— DIRECTIVE —
Print exactly the lines from the line with "Question. Place a dot on every instance of the stadium" to the last line of the data, please, both included.

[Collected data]
Begin

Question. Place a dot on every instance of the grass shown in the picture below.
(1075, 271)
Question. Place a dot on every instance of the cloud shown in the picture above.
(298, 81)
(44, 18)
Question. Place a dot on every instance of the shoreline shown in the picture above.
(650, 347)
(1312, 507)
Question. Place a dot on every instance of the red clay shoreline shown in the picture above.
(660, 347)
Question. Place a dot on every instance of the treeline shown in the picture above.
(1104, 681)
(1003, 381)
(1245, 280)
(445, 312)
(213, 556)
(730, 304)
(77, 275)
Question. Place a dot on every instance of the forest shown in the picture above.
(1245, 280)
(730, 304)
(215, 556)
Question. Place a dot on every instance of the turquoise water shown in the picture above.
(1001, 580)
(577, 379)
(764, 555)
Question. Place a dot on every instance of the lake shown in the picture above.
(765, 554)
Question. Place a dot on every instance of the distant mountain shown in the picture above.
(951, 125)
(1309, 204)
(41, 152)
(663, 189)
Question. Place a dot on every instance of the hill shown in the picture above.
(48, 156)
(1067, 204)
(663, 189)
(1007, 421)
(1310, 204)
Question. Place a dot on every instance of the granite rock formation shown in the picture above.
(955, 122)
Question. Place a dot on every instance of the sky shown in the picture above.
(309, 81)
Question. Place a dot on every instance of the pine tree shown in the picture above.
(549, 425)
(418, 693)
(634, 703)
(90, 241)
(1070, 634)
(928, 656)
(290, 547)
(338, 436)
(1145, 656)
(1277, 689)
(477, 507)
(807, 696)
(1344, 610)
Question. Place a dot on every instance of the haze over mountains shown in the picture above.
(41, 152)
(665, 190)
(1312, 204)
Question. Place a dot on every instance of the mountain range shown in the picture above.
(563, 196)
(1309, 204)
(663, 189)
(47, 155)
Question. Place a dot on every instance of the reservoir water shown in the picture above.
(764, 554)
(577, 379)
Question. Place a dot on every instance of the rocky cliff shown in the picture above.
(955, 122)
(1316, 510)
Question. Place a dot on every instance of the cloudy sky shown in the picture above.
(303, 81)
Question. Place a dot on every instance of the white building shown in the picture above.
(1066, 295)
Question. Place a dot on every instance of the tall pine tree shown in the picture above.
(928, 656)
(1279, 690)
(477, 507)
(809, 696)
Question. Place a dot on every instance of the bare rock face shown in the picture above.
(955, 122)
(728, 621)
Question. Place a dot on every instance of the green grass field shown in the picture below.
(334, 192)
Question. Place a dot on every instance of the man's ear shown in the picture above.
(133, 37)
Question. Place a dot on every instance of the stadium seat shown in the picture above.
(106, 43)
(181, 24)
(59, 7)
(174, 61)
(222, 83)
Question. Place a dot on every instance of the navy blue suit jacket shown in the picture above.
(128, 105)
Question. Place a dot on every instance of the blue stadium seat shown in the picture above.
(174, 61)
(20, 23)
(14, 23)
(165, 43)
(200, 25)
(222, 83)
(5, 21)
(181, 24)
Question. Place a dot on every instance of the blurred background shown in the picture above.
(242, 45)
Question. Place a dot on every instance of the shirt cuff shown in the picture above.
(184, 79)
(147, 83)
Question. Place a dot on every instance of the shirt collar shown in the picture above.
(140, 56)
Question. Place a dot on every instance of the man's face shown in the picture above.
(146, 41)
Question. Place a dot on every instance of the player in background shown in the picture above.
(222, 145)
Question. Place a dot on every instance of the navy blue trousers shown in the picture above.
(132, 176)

End

— SOLUTION —
Question. Place a dot on every instance of the stadium seat shown in the picture above.
(106, 43)
(181, 24)
(59, 7)
(174, 61)
(222, 83)
Question. Place a dot on every instance of the navy blue suit jacket shown in the picture above.
(128, 105)
Question. Place a dot on every instance of the blue stadium seat shown in the picture above.
(174, 61)
(20, 23)
(14, 23)
(165, 43)
(200, 25)
(222, 83)
(5, 21)
(181, 24)
Question. Place a dot on every instance of the blurred background shown in the picture above.
(242, 45)
Question. Place a dot on every instance of the shirt cuff shown in the picture above.
(184, 79)
(147, 83)
Question. Place a dot on every instance of the shirt collar shown in the picture above.
(140, 56)
Question. Place a dot on every instance of the man's face shown in the picture above.
(146, 41)
Question. Place a dot on every instance of the player in background shown in the picture above.
(222, 145)
Question. Place a dot on every instance of the navy blue trousers shown in the picture above.
(132, 176)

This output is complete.